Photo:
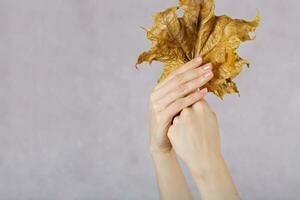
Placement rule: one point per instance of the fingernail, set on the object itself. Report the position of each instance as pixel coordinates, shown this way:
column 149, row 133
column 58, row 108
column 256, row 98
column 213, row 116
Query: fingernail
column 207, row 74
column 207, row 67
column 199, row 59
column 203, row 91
────────────────────────────────────────
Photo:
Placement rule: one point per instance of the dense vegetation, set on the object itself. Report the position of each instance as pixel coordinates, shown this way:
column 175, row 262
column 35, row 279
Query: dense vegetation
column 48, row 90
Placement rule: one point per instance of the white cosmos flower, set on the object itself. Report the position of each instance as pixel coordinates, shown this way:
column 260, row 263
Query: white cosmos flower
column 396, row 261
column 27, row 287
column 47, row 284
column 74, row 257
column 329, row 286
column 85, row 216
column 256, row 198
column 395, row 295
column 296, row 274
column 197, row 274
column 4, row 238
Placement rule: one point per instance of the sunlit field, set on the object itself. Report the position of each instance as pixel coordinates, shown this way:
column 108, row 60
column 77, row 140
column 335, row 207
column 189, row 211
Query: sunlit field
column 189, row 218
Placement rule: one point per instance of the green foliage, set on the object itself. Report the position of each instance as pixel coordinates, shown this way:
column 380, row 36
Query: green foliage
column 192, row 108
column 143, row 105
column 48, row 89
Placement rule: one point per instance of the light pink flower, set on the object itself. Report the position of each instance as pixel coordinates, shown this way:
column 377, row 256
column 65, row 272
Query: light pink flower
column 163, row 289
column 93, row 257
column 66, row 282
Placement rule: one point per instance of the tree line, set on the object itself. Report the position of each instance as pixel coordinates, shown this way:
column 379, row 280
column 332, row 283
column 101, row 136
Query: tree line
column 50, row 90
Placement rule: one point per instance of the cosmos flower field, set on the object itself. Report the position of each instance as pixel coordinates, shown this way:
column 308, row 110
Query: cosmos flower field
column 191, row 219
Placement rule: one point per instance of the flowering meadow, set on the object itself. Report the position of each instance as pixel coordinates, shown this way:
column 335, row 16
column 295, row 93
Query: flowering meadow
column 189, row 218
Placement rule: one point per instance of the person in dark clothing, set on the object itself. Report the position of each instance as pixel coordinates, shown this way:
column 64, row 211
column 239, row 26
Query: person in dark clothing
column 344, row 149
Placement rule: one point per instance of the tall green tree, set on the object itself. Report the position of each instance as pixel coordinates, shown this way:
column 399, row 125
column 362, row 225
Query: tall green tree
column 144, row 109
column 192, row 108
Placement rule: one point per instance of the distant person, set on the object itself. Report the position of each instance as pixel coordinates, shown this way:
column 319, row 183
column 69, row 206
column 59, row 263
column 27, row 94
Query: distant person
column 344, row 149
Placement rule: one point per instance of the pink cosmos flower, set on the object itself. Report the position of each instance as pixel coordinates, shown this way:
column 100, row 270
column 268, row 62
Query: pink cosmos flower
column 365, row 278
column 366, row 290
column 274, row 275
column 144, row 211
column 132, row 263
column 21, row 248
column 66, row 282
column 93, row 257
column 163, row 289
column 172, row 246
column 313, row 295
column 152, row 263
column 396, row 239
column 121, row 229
────────────────────────────────────────
### Problem details
Write out everything from the line containing "Placement rule: one point per instance of the cosmos" down to the line containing "column 191, row 219", including both of those lines, with nothing else added.

### Result
Placement rule: one point per instance of the cosmos flower field, set on the object itself. Report the position of each instance as pixel coordinates, shown this way:
column 308, row 110
Query: cosmos flower field
column 191, row 219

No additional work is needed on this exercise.